# To do
Please return each line of the material below that contains the word "every", copied in full. Case counts.

# Dataset
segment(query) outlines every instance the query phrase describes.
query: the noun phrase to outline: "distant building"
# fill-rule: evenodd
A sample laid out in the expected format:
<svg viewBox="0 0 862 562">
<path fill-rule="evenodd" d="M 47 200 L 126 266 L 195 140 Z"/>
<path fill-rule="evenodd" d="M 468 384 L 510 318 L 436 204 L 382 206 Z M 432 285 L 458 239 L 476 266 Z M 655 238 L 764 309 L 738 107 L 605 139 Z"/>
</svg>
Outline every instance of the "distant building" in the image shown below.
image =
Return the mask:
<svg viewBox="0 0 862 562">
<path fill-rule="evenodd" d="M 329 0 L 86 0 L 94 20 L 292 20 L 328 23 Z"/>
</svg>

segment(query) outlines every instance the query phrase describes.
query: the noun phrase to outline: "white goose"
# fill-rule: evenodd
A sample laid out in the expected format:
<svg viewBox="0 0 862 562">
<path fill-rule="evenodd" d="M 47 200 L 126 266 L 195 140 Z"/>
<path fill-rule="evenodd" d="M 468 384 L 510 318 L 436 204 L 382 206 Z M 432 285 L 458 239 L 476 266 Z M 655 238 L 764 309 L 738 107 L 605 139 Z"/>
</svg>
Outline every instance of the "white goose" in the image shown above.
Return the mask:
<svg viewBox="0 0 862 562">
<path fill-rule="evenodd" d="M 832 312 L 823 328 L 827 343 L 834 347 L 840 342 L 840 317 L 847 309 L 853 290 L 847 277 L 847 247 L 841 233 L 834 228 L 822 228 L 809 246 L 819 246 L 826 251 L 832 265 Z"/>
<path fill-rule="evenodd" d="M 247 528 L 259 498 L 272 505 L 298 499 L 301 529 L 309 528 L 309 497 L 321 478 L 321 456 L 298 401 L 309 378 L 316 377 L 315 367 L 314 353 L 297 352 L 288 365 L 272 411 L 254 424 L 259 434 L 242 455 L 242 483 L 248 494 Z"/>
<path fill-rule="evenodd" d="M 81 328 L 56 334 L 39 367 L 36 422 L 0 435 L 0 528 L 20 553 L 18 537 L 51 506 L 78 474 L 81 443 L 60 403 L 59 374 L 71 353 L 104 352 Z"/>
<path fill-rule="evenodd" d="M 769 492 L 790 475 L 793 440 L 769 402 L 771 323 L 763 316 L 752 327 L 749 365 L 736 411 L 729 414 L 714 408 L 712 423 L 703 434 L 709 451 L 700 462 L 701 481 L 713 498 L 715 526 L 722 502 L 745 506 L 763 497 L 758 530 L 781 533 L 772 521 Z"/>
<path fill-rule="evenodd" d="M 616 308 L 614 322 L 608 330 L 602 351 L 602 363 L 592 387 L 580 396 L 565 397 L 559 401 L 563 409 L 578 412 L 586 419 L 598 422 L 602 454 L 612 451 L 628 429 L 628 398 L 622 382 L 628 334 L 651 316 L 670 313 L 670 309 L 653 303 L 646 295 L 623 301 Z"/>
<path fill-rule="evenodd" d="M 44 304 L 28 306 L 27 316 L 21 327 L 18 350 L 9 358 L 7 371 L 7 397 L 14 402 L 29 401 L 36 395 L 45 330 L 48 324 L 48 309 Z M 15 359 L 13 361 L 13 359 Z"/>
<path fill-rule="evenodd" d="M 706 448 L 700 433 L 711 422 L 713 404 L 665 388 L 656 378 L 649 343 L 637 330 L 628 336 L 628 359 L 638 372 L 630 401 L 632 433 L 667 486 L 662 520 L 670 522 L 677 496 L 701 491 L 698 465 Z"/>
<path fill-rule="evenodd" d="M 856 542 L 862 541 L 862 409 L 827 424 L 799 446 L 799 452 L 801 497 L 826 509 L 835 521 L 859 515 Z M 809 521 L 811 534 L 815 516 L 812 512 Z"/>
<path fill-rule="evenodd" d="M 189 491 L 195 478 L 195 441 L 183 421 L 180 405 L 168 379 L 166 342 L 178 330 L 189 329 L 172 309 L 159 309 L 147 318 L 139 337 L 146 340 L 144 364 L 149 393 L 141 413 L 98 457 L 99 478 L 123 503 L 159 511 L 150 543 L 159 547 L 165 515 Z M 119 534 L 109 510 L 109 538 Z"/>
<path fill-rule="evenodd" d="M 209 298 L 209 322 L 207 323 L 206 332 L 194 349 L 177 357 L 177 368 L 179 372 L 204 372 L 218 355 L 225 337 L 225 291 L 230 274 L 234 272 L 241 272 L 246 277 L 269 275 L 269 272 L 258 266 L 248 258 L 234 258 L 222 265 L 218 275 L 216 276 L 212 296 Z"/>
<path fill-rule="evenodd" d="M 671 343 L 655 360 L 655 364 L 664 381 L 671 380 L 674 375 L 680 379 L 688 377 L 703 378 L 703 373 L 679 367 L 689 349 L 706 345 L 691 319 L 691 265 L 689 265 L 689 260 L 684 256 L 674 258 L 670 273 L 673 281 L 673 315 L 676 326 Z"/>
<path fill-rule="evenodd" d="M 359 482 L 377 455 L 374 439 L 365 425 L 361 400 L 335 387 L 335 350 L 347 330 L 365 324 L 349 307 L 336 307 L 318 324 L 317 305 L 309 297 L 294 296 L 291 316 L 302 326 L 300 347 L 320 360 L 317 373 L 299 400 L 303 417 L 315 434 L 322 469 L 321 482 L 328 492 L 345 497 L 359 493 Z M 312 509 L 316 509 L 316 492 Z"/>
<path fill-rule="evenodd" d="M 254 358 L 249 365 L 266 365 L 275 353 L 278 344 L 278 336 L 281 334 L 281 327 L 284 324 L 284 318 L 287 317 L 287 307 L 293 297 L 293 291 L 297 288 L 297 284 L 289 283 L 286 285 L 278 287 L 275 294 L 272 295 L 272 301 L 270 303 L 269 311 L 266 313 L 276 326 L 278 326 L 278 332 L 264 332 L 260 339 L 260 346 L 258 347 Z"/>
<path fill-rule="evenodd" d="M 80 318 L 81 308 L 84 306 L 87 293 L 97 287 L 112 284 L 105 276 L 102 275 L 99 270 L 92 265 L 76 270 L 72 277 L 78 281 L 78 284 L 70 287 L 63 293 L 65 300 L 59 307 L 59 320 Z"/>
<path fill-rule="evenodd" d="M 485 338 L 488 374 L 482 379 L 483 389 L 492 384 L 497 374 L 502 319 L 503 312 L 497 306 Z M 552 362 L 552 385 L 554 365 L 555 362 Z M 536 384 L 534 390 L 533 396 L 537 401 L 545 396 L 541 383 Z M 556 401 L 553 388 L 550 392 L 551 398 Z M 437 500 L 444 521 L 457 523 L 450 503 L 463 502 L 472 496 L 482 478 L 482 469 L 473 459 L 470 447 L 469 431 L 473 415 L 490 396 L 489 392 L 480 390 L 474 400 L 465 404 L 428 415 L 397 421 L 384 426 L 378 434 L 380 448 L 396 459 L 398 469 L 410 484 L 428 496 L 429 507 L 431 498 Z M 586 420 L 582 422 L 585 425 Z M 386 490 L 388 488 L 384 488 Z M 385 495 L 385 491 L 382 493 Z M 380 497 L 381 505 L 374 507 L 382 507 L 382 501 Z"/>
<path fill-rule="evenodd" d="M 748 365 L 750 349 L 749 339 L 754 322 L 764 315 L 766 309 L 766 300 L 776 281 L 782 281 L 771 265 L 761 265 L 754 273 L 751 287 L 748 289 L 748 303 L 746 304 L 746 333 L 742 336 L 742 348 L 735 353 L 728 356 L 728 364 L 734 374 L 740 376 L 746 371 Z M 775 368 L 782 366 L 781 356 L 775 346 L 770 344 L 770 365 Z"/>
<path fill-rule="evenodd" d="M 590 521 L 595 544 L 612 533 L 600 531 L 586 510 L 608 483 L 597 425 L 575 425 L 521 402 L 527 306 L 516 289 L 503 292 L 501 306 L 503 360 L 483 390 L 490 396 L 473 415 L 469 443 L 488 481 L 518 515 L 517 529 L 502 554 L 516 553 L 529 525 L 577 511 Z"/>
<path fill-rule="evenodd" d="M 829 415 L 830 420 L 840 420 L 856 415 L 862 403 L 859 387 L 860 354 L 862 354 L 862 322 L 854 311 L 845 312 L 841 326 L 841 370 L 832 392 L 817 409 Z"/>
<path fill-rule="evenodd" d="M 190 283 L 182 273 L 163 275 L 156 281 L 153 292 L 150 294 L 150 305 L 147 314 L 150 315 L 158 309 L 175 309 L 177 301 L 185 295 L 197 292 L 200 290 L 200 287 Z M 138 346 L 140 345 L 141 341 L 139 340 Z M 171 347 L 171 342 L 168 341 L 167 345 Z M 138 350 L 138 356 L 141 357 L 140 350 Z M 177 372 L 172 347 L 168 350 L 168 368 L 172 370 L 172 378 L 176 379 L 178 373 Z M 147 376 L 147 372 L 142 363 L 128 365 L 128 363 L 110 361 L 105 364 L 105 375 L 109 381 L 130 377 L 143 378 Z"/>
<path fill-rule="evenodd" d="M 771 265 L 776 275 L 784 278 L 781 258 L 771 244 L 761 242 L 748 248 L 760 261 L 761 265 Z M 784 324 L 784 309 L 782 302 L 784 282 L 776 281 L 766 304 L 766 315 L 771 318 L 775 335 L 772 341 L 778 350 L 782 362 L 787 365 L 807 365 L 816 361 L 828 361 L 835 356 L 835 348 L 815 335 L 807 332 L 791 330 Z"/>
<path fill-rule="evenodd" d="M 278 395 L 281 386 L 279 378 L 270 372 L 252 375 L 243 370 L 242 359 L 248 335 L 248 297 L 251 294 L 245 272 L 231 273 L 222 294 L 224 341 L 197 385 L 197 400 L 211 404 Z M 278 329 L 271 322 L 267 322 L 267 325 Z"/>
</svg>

# Complete answer
segment(query) outlines every instance the query phrase describes.
Outline every instance of the "distant building" in the image shown below.
segment(query) outlines every instance the query phrase describes.
Outline every instance of the "white goose" in the image shown above.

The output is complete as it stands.